From the records below, output exactly the lines running from the line containing "The grounding module scans the image above for the fern pinna" through the line containing "The grounding module scans the image above for the small", and no others.

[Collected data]
Content starts
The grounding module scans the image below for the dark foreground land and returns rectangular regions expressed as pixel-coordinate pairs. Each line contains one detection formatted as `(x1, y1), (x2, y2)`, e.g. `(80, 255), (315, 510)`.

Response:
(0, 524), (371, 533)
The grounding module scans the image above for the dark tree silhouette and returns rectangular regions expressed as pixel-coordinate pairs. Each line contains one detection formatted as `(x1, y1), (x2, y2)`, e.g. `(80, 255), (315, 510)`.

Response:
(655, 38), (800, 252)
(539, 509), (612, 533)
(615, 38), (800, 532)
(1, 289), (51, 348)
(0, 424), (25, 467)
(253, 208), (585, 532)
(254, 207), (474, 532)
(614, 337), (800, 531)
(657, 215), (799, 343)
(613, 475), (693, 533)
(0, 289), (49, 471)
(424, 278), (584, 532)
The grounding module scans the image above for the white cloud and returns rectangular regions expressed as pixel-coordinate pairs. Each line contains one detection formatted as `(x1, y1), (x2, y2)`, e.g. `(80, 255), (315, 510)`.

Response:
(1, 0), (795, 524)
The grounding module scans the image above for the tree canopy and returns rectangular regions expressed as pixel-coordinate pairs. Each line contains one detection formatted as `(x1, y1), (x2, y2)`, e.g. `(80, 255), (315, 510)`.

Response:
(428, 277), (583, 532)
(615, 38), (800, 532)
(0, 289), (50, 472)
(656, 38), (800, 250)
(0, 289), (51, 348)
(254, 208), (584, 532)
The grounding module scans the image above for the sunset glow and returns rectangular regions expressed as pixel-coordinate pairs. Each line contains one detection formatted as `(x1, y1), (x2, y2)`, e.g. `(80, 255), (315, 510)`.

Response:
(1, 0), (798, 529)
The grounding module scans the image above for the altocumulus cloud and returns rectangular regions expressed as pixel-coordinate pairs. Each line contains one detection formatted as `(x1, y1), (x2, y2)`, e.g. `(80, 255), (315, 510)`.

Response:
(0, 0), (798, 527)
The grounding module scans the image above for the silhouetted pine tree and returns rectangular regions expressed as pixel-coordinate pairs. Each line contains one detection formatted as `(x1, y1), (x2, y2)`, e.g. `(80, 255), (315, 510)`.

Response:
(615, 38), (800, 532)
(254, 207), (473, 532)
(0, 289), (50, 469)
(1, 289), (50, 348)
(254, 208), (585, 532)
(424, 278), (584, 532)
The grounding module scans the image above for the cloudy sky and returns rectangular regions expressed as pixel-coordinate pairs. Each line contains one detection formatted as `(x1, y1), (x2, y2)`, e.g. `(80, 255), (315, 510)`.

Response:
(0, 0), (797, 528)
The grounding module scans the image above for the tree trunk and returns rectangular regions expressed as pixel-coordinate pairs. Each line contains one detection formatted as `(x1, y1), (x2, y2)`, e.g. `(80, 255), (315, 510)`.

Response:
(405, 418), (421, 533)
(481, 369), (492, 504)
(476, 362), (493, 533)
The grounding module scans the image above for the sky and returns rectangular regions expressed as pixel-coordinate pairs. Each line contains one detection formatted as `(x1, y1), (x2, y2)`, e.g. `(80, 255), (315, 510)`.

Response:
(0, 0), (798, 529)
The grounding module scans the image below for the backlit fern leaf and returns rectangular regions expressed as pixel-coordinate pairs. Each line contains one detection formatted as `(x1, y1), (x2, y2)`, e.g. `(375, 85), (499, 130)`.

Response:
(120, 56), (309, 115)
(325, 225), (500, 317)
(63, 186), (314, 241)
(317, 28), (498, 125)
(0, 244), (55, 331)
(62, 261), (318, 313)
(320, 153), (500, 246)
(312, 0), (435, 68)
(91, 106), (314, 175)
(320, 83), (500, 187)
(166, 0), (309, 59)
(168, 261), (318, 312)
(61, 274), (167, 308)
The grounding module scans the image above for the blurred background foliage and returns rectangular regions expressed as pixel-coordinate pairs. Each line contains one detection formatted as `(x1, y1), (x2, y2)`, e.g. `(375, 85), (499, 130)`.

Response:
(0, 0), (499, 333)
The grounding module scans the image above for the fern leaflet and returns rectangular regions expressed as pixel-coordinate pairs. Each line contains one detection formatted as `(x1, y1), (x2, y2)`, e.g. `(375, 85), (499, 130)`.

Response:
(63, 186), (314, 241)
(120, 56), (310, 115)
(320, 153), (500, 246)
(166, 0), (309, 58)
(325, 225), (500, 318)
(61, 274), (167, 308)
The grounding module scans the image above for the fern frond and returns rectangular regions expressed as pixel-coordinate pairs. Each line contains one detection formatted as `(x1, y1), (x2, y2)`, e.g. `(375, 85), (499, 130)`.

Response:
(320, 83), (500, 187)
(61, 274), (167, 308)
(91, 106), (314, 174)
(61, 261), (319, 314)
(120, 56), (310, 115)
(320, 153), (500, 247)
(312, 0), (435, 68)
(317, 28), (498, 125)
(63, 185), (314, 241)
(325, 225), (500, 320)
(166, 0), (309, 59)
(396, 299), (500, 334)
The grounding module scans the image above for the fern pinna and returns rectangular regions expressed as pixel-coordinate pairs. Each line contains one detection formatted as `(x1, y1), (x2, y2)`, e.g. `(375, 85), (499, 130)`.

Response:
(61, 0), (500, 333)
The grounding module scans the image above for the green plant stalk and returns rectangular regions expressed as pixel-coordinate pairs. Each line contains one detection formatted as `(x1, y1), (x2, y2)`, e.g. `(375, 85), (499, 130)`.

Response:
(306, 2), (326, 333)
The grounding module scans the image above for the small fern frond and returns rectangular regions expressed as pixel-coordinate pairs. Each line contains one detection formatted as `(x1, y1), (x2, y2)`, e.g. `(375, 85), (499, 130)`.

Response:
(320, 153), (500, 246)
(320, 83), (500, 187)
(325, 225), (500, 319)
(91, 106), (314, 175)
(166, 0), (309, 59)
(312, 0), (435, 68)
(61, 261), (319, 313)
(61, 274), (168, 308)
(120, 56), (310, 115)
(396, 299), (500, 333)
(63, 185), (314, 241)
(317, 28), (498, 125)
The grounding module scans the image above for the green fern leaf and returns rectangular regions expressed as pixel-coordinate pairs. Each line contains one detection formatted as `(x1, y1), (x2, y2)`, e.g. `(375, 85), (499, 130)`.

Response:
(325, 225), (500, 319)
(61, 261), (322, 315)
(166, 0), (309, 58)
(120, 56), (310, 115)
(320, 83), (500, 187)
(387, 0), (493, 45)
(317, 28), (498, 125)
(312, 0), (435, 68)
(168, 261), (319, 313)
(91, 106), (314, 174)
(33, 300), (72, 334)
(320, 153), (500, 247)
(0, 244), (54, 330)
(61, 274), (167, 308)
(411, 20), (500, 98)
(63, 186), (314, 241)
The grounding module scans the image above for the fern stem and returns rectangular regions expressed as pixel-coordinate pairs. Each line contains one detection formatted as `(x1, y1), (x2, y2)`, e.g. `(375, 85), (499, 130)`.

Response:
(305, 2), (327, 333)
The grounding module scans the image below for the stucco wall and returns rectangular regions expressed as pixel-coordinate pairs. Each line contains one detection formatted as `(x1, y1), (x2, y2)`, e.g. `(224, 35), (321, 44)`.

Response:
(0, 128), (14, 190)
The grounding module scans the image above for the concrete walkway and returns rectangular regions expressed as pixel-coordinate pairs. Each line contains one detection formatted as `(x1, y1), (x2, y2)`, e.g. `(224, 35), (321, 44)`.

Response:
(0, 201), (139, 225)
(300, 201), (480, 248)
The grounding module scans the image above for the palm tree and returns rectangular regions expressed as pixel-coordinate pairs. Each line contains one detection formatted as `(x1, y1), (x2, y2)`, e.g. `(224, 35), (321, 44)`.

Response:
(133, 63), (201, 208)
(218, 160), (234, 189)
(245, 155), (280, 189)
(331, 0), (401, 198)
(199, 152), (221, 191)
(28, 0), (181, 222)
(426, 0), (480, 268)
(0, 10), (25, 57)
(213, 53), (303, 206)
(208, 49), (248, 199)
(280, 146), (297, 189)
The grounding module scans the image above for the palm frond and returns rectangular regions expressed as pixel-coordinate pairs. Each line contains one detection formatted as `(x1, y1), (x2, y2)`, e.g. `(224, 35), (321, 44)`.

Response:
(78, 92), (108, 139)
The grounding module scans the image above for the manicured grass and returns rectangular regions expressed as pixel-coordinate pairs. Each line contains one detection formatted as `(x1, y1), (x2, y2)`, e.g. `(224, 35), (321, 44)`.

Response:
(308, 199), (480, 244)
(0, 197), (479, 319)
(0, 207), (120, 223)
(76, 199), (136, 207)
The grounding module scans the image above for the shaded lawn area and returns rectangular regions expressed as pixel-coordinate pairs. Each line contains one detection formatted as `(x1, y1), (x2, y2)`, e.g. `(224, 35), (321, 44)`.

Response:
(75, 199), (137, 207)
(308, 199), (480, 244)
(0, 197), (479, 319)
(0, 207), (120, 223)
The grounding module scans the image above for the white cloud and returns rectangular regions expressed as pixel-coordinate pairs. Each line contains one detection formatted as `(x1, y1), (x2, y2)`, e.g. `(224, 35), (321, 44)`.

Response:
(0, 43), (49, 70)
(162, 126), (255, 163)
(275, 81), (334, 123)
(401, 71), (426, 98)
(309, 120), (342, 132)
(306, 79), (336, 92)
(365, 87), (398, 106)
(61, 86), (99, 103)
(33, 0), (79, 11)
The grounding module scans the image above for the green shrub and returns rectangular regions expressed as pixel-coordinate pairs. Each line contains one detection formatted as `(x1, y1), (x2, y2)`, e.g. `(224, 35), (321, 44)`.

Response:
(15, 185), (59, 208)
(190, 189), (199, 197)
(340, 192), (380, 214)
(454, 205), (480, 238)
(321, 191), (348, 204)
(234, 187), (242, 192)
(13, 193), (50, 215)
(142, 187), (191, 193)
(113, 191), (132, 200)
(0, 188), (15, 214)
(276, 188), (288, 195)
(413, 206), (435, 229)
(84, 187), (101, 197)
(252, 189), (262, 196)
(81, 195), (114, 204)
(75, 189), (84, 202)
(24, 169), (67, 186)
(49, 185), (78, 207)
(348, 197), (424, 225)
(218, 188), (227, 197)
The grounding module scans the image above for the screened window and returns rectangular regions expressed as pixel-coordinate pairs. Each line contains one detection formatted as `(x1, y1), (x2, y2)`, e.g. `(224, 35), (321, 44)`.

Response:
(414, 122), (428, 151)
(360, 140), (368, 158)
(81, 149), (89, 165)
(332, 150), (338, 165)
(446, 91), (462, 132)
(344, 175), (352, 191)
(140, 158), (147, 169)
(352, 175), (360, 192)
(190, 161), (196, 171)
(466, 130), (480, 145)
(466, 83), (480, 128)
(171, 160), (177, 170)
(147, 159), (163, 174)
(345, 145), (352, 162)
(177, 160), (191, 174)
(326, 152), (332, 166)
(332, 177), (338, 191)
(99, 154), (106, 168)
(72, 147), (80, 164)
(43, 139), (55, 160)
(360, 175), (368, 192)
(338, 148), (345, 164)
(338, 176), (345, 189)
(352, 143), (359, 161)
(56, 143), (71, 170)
Content ends
▶ _Answer box_
The grounding module scans the image above for the fern pinna and returns rectangular regions expressed as pixel-coordinate pairs. Each line contains one detection formatted as `(x1, y1), (x2, y2)`, e.g. `(375, 85), (499, 130)`.

Response:
(61, 0), (500, 333)
The grounding module scans the image above for the green plant stalk and returns rectangular regions expressed as pixel-coordinate pairs. Each line contains one detection formatted as `(x1, y1), (x2, y2)`, e.g. `(375, 85), (499, 130)`.

Response:
(306, 2), (326, 333)
The grounding module scans the image above for the small fern frond and returns rectangular regions expressed as pixel-coordinate pairs. Each line contains one detection formatted as `(x1, y1), (x2, y2)`, e.g. `(375, 85), (499, 130)`.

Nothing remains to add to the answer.